**Goal of the exercise**
Beginning with the line containing "Exercise. Mark the jersey" and ending with the last line of the records, set down every line exactly.

═══ Provided information ═══

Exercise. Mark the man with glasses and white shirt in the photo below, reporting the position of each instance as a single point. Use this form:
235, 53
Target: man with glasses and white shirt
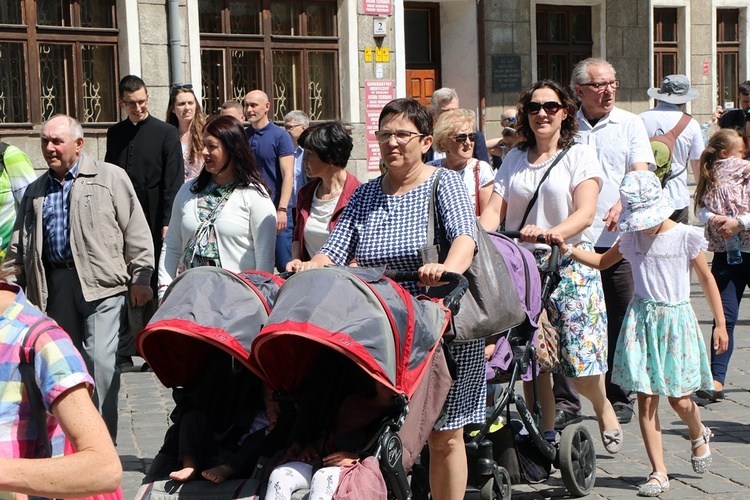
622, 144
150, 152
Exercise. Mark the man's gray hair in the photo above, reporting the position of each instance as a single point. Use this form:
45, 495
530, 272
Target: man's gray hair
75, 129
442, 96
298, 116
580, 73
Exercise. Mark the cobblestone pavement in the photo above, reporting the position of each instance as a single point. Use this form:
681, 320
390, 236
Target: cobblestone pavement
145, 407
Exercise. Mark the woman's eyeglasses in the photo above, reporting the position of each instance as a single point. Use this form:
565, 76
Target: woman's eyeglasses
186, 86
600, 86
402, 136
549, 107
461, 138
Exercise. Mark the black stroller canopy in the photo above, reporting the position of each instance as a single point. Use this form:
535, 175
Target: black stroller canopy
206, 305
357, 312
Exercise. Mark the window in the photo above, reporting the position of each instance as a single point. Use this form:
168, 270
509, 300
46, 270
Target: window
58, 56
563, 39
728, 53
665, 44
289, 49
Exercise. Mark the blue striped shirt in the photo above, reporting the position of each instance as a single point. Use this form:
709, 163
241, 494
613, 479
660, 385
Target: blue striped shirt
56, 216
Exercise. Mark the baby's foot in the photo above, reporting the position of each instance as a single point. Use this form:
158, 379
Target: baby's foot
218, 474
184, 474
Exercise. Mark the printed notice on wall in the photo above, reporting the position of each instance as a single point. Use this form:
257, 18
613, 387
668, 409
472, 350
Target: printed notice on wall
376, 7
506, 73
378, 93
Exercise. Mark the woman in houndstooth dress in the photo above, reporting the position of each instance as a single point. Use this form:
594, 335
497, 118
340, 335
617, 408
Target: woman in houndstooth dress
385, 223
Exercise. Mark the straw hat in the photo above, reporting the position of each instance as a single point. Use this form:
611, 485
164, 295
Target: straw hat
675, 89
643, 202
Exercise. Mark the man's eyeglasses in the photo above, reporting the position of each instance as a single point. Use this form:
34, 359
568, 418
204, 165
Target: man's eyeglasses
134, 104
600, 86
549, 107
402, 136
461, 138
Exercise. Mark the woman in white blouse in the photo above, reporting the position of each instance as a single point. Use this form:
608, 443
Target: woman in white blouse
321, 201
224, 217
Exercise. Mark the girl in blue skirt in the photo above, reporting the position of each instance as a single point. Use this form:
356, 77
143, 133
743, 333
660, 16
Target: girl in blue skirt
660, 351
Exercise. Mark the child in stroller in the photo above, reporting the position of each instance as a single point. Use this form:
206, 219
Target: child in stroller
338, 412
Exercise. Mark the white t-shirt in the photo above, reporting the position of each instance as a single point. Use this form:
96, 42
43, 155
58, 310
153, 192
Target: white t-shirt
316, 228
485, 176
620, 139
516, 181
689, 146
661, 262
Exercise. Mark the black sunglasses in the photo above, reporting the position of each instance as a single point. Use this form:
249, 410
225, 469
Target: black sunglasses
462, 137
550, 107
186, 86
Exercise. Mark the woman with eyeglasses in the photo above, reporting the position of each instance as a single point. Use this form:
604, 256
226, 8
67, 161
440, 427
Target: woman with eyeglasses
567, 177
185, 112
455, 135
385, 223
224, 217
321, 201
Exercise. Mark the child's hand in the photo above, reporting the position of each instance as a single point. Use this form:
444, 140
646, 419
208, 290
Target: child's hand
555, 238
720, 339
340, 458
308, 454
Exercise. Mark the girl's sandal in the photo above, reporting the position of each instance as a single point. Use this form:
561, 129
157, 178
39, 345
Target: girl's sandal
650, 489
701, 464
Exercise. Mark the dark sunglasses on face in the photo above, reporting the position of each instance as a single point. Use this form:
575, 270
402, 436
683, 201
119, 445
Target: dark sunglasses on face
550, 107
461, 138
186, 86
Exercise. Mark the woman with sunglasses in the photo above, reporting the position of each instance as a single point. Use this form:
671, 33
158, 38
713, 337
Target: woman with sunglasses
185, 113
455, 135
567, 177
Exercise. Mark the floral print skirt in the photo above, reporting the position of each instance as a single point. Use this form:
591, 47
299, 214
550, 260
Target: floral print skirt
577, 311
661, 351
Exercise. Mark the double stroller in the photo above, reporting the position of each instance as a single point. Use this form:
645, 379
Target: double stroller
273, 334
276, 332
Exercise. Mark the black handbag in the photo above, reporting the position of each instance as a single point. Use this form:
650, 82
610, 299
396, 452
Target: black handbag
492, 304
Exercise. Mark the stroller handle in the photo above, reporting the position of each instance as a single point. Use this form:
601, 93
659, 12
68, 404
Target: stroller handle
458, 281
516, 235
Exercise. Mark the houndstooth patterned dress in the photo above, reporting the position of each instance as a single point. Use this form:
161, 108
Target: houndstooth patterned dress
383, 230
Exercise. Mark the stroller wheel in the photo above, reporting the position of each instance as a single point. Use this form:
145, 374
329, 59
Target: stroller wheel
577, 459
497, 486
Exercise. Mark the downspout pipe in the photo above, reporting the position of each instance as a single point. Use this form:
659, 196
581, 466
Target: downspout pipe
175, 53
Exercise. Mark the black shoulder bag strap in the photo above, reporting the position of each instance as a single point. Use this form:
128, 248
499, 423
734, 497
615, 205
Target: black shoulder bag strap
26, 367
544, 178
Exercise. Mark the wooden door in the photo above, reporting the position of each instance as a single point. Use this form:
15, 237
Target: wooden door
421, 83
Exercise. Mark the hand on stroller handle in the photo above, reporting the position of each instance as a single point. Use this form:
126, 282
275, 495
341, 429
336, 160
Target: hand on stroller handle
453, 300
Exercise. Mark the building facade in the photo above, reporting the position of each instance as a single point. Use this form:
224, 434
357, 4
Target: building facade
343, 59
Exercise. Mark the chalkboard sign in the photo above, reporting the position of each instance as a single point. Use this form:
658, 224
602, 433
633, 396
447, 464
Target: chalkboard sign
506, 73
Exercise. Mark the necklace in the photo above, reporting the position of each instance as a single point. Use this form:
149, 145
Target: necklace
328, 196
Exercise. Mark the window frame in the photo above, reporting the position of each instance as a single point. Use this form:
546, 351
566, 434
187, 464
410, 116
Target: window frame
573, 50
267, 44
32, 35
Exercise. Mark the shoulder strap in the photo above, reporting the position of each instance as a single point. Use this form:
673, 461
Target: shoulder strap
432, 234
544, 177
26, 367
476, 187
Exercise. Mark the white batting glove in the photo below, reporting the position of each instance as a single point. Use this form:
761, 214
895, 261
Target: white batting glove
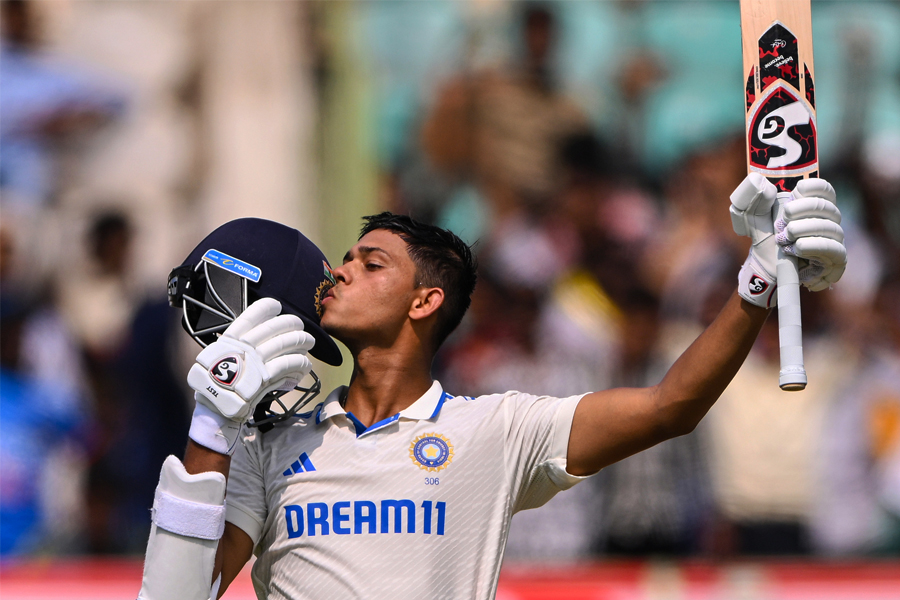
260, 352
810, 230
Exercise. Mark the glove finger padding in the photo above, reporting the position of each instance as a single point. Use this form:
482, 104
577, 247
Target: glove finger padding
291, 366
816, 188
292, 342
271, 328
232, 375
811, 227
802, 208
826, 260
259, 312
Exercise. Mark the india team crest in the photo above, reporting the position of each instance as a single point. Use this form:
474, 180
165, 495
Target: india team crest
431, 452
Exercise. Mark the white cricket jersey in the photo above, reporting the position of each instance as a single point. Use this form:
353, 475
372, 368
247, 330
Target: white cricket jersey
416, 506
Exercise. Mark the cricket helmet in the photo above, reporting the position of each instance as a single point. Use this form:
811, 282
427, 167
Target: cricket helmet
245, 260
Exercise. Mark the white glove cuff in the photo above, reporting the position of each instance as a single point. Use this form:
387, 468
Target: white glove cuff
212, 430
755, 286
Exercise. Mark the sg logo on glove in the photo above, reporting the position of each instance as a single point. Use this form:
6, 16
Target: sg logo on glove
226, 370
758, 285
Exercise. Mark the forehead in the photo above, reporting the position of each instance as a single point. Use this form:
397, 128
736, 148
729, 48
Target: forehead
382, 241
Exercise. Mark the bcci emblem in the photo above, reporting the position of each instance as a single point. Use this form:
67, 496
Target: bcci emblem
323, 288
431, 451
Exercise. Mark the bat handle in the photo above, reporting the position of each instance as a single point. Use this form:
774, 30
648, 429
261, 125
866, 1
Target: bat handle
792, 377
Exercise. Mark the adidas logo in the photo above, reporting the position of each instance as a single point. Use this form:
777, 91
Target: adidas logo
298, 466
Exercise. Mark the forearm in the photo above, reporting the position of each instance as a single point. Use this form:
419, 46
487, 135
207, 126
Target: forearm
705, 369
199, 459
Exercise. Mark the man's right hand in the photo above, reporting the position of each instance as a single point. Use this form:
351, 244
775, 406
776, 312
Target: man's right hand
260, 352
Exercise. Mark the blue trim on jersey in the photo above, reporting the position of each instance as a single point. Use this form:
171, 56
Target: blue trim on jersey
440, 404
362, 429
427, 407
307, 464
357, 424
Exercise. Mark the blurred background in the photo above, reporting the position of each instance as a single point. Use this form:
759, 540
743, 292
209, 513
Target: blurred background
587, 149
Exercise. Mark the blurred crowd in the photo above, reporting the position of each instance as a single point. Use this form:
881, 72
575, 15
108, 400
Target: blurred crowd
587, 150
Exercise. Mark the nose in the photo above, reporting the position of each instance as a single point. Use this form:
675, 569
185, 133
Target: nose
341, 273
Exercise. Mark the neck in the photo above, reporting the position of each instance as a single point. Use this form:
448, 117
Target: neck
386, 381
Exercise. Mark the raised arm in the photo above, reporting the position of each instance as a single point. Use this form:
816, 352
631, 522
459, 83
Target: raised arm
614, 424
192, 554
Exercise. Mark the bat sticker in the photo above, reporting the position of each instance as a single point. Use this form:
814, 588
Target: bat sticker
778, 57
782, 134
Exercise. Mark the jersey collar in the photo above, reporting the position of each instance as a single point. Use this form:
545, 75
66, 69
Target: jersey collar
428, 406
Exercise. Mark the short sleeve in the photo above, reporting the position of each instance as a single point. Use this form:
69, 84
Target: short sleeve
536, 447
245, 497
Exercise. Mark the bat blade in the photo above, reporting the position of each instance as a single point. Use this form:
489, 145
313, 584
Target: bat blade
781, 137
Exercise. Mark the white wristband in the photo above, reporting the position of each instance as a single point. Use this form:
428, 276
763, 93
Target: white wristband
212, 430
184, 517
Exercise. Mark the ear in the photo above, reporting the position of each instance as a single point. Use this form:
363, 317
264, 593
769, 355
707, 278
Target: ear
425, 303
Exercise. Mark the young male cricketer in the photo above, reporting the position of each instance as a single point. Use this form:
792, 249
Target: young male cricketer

═══

**The solution**
Exercise. Mark the jersey collar in the photo above, reporting the position of each instance as a single point. Use this form:
545, 75
66, 69
Target: jersey collar
428, 406
Exercise. Mark the short sleeve in the photo above, reporting the position of each instance as a single point. Use this form:
69, 84
Target: short sleeve
536, 447
245, 497
Exercise. Mark the bat blade in the photo above, reporting the position of each instance as a single point. Use this form:
489, 145
313, 584
Target: bat blade
781, 137
Exercise. Mark the white wristband in the photo above, reporting the position of each instance as a single point. Use this form:
428, 276
763, 93
Target: white wristband
212, 430
184, 517
Exercise. Mark the ear in the photo above, reporting the position of each instance as a single point. Use this form:
363, 317
264, 593
769, 355
707, 278
Target: ear
425, 303
Exercise. Mark the young male cricketer in the photo above, reporting the position of each instance as a single point. Use this form:
792, 249
Target: young male cricketer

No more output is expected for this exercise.